[Region annotation entries]
========================================================================

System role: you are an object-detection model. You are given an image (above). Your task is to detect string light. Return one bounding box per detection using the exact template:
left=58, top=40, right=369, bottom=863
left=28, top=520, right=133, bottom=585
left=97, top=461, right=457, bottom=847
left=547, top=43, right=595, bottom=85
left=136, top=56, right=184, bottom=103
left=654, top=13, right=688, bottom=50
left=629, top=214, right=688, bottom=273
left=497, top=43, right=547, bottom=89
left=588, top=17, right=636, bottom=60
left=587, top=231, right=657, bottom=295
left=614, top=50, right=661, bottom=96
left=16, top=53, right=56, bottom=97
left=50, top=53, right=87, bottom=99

========================================================================

Rewrite every line of the records as a JSON list of strings, one string per line, leaving out any blank lines.

[
  "System role: you are an object-detection model. You are given an image (above). Your task is to detect string light. Return one bounding box per detection using the exact template:",
  "left=58, top=40, right=369, bottom=863",
  "left=28, top=520, right=133, bottom=585",
  "left=97, top=461, right=457, bottom=847",
  "left=547, top=43, right=595, bottom=85",
  "left=136, top=56, right=184, bottom=103",
  "left=654, top=13, right=688, bottom=50",
  "left=629, top=214, right=688, bottom=273",
  "left=497, top=43, right=547, bottom=89",
  "left=588, top=17, right=636, bottom=60",
  "left=587, top=231, right=657, bottom=295",
  "left=614, top=50, right=661, bottom=96",
  "left=16, top=53, right=56, bottom=97",
  "left=50, top=53, right=87, bottom=99"
]